◆ **What the exercise asks**
According to the piece about 2020 referendums, what was the vote count in Parliament that sent the euthanasia question toward a public vote?

◆ **Document**
+++
MPs pass the buck to public
There is a question you can expect to hear a lot next year. Should the plural of referendum be referenda or referendums? The former option is the correct one but the latter is catching on, especially in the media. That may be the least consequential question to arise in 2020, the year of referendums. A public vote on whether euthanasia should be legal is likely to be put to the public at the next general election, rather than resolved by Parliament’s 120 MPs, following a 63 to 57 vote on Wednesday. It joins a referendum on the legalisation of cannabis. The no-less-contentious issue of abortion law reform threatened to become yet another referendum question but is now likely to be a conscience vote for MPs.
This is a crowded menu of hotly disputed moral and social issues. The danger for the Government is that its attempts to explain a first term that has so far failed to dazzle the wider voting public will be drowned out by conservative lobbyists and singleissue interest groups, as well as a National opposition embracing a populist mode and an NZ First that will be desperate to amplify differences between itself and Labour.
+++
Image point annotation listing
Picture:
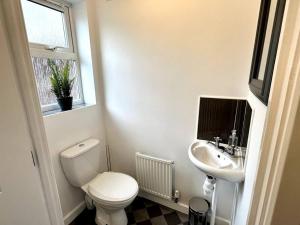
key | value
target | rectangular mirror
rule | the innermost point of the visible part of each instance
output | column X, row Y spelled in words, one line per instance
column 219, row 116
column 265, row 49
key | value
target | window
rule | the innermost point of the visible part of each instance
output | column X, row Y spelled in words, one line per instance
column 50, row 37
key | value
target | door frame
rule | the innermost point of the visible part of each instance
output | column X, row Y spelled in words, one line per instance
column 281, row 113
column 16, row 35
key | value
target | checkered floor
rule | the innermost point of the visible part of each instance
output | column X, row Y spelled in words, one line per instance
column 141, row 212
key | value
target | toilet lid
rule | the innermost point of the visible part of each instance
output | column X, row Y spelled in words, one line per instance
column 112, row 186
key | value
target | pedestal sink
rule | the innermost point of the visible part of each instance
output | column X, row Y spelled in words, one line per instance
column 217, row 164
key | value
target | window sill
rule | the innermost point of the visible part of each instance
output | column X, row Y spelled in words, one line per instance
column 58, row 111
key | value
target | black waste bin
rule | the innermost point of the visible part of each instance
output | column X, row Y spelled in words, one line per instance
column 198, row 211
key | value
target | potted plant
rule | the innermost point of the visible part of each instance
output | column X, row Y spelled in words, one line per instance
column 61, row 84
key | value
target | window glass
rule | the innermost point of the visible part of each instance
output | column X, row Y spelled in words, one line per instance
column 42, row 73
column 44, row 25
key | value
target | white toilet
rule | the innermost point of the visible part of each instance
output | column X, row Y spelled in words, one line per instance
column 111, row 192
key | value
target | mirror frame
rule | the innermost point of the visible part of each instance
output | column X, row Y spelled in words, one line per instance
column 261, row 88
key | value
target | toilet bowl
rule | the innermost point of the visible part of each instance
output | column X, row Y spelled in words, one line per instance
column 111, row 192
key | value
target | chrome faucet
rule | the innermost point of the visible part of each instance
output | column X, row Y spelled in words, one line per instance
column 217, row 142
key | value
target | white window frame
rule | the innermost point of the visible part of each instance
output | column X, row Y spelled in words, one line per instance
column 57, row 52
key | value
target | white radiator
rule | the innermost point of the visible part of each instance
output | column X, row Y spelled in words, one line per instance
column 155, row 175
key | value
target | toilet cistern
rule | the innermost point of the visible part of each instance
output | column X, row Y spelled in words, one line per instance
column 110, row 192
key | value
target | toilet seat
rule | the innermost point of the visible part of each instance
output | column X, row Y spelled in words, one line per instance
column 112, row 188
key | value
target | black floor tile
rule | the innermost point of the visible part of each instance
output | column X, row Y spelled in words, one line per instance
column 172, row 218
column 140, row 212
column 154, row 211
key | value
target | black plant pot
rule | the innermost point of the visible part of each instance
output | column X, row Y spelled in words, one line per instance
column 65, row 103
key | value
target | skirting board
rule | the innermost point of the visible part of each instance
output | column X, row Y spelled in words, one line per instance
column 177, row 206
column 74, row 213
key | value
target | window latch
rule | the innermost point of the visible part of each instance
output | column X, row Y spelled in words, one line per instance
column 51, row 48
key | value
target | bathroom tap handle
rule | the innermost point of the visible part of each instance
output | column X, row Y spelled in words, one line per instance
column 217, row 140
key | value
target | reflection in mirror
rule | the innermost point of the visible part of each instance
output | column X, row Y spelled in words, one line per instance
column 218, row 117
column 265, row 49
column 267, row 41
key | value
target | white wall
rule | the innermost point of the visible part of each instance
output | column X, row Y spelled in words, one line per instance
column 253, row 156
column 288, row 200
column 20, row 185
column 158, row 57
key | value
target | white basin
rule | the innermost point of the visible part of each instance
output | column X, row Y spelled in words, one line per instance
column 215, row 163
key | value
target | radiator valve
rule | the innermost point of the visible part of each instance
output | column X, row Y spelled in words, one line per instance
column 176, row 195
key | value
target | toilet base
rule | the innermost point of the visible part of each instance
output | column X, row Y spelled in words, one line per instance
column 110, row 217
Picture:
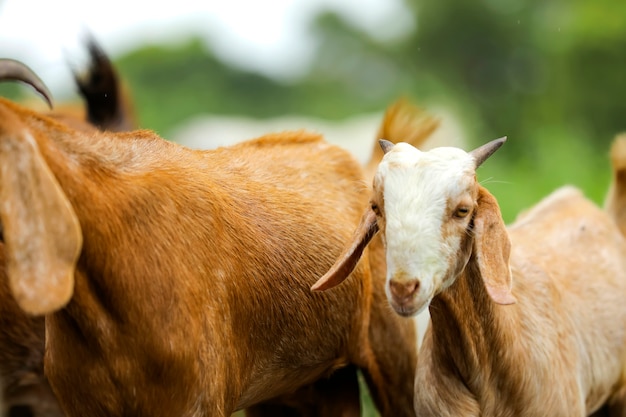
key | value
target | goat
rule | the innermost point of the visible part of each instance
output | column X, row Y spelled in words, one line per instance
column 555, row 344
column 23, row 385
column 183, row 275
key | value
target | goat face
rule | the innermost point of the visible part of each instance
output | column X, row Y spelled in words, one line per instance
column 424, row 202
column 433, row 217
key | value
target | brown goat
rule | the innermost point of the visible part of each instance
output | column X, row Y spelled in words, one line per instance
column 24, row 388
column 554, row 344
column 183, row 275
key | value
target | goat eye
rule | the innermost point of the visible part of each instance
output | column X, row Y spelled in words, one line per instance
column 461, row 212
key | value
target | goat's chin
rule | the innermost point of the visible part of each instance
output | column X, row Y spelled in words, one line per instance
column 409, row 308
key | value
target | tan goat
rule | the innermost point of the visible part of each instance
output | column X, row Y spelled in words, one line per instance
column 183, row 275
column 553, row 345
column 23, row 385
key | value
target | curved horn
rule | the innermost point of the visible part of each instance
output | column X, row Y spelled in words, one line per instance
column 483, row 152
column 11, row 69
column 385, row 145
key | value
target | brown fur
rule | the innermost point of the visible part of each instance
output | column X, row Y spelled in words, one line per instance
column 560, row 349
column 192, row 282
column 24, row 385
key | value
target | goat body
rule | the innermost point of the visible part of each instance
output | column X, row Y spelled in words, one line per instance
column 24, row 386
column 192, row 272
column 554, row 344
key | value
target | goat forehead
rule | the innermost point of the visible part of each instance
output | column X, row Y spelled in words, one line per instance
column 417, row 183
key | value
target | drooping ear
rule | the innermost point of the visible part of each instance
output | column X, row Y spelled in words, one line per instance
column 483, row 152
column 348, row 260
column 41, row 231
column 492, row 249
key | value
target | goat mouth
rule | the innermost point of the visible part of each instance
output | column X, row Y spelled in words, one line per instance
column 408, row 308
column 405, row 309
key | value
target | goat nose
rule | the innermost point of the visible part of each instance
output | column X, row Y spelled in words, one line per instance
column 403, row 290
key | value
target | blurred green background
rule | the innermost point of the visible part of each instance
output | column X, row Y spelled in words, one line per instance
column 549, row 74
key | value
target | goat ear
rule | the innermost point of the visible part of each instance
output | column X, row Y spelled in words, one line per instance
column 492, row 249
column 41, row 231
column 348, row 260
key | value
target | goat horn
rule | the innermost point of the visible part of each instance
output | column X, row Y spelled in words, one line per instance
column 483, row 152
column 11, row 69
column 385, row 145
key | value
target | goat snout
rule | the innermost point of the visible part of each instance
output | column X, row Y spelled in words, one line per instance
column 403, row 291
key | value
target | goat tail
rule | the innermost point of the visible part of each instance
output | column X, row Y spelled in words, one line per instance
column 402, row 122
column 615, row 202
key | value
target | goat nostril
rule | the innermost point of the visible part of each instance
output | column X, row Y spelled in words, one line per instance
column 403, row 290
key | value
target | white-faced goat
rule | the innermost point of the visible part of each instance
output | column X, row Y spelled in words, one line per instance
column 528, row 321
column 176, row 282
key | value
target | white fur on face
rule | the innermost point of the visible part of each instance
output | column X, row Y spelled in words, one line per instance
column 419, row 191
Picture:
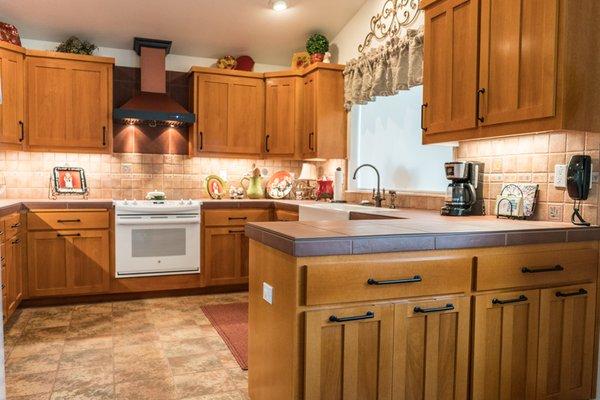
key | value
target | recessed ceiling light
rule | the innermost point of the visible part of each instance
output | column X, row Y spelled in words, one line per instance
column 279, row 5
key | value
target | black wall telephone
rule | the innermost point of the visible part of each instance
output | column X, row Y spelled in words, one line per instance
+++
◆ **Complete output**
63 to 57.